_課題 1_
以下の読解文によると、自民党の政権公約が具体的に見直すとしているものは何ですか。

自民・民主・みんな・維新は「日米同盟基軸」で一致

 まず、自民党の政権公約には、「国民の生命と国益を守り抜く」ための方法として、「日米同盟を基軸とした戦略的外交の展開と揺るぎない安全保障政策の実行」と、はっきり明記されています。

 具体的には、「『日米防衛協力のための指針』(ガイドライン)を見直す」としています。1999年に制定された周辺事態法をより厳格に整備し、極東での有事に備えるとともに、自衛隊による在日米軍の後方支援を積極的に行うことで、日米関係の強化を狙う意図があると考えられます。

 さらに、集団的自衛権の行使を可能にし、「国家安全保障会議」(日本版NSC)の設置、秘密保全法などを含むとされる、「国家安全保障基本法」の制定も公約に記しています。

 ポイントは、アジアを「中国、韓国」と「ASEAN諸国」とに書き分けていることです。「中国、韓国」とは「関係の発展」を、「ASEAN諸国」とは「友好協力関係の増進」を図るとしています。

_ボックス付与データセットの行_
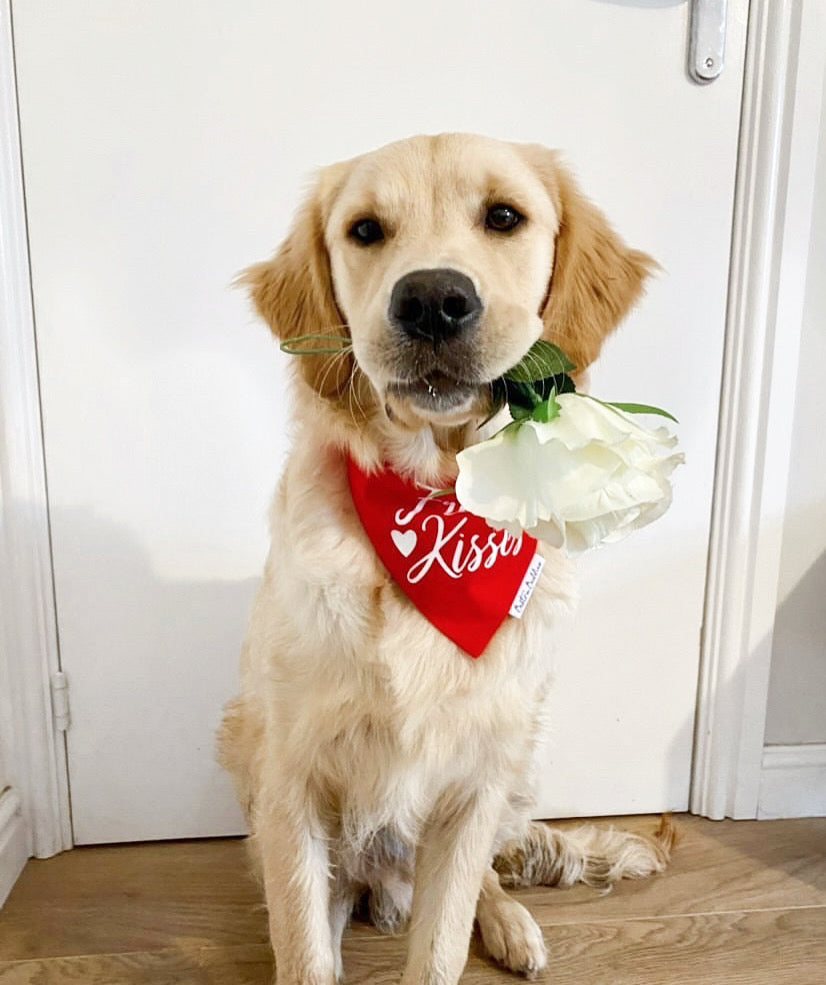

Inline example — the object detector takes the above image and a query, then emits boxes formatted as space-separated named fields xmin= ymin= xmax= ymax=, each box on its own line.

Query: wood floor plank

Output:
xmin=0 ymin=907 xmax=826 ymax=985
xmin=0 ymin=817 xmax=826 ymax=972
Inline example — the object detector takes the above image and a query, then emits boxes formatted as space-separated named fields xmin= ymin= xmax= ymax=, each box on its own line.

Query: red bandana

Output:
xmin=347 ymin=459 xmax=542 ymax=657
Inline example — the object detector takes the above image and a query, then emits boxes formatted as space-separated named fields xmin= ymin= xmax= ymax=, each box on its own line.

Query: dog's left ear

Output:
xmin=524 ymin=146 xmax=658 ymax=372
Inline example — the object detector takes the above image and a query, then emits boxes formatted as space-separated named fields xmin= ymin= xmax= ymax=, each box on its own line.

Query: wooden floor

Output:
xmin=0 ymin=817 xmax=826 ymax=985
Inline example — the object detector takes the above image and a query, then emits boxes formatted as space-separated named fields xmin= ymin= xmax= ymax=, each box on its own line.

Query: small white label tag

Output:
xmin=510 ymin=554 xmax=545 ymax=619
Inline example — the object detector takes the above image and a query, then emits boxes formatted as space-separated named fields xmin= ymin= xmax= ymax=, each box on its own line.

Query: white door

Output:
xmin=14 ymin=0 xmax=747 ymax=843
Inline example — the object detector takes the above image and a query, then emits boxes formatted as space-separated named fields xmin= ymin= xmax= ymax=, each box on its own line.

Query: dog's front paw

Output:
xmin=476 ymin=897 xmax=548 ymax=978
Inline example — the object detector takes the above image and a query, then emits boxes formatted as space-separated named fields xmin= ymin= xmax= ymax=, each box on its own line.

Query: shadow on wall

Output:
xmin=52 ymin=509 xmax=258 ymax=844
xmin=766 ymin=551 xmax=826 ymax=745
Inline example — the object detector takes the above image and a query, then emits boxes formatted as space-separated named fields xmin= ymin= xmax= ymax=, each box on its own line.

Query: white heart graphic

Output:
xmin=390 ymin=530 xmax=417 ymax=557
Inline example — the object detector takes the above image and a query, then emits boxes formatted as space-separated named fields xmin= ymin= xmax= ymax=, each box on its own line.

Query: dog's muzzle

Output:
xmin=388 ymin=267 xmax=482 ymax=349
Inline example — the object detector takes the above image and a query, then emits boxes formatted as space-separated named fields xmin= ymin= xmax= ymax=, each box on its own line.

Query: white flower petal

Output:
xmin=456 ymin=394 xmax=683 ymax=554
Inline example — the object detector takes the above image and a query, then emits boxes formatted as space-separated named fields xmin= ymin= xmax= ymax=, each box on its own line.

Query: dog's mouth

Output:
xmin=387 ymin=369 xmax=480 ymax=413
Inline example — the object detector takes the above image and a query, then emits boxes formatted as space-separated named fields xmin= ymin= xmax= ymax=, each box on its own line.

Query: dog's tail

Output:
xmin=493 ymin=814 xmax=677 ymax=889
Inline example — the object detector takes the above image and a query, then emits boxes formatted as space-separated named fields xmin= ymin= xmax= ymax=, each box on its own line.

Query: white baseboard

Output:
xmin=757 ymin=743 xmax=826 ymax=820
xmin=0 ymin=789 xmax=29 ymax=907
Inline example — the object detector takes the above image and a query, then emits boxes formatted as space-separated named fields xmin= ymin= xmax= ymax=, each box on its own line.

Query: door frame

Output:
xmin=0 ymin=0 xmax=72 ymax=868
xmin=690 ymin=0 xmax=826 ymax=819
xmin=0 ymin=0 xmax=826 ymax=857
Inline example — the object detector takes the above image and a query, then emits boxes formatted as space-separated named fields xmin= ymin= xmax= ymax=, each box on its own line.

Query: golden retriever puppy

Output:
xmin=220 ymin=134 xmax=671 ymax=985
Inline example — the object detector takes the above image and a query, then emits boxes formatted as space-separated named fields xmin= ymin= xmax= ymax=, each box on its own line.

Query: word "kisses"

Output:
xmin=391 ymin=497 xmax=523 ymax=585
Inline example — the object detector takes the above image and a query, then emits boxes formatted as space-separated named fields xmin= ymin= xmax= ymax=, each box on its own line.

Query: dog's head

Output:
xmin=243 ymin=134 xmax=654 ymax=425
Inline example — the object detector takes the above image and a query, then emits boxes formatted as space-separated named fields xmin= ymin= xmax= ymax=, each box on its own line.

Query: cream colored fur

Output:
xmin=220 ymin=134 xmax=670 ymax=985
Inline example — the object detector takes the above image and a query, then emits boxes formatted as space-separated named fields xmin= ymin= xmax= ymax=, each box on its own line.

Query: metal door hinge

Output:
xmin=51 ymin=670 xmax=72 ymax=732
xmin=688 ymin=0 xmax=727 ymax=85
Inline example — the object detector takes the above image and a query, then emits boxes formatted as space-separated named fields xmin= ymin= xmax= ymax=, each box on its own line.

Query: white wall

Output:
xmin=766 ymin=67 xmax=826 ymax=745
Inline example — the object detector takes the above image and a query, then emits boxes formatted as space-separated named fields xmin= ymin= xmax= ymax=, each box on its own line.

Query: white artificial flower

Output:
xmin=456 ymin=393 xmax=684 ymax=554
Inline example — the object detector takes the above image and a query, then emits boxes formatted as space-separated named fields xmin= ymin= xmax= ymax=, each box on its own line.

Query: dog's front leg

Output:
xmin=402 ymin=790 xmax=502 ymax=985
xmin=255 ymin=784 xmax=337 ymax=985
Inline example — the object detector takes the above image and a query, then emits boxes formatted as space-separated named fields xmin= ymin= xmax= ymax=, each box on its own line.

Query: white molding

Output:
xmin=0 ymin=0 xmax=72 ymax=857
xmin=757 ymin=743 xmax=826 ymax=820
xmin=691 ymin=0 xmax=826 ymax=818
xmin=0 ymin=789 xmax=29 ymax=907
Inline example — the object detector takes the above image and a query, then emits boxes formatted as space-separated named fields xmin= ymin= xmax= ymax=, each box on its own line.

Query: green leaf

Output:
xmin=279 ymin=335 xmax=353 ymax=356
xmin=504 ymin=339 xmax=576 ymax=383
xmin=531 ymin=390 xmax=561 ymax=424
xmin=600 ymin=400 xmax=680 ymax=424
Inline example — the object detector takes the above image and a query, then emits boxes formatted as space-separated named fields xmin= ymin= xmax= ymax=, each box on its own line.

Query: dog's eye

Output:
xmin=485 ymin=202 xmax=525 ymax=233
xmin=348 ymin=219 xmax=384 ymax=246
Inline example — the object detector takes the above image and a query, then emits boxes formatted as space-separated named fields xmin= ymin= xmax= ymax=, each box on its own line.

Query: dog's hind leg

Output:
xmin=476 ymin=869 xmax=548 ymax=978
xmin=402 ymin=788 xmax=503 ymax=985
xmin=329 ymin=875 xmax=358 ymax=983
xmin=493 ymin=816 xmax=677 ymax=889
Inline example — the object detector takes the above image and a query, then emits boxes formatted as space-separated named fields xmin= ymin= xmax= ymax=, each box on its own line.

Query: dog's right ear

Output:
xmin=237 ymin=168 xmax=353 ymax=399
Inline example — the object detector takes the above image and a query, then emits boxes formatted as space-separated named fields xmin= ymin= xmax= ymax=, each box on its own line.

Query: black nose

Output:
xmin=390 ymin=268 xmax=482 ymax=345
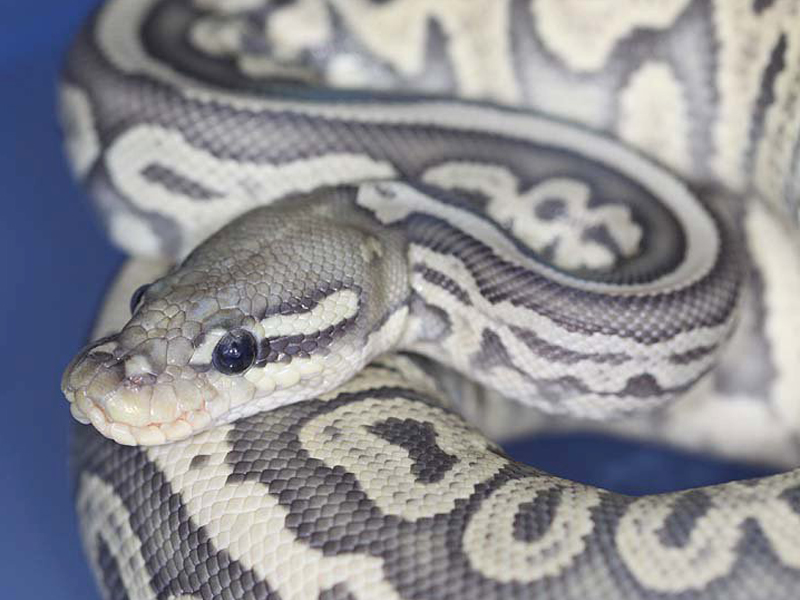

_課題 2_
上の一覧から、文字列「floor」を含む行をすべて書き出してください。大文字と小文字は区別されます。

_完全な解答 1_
「日米防衛協力のための指針」(ガイドライン)です。

_完全な解答 2_
Query: wood floor plank
Query: wooden floor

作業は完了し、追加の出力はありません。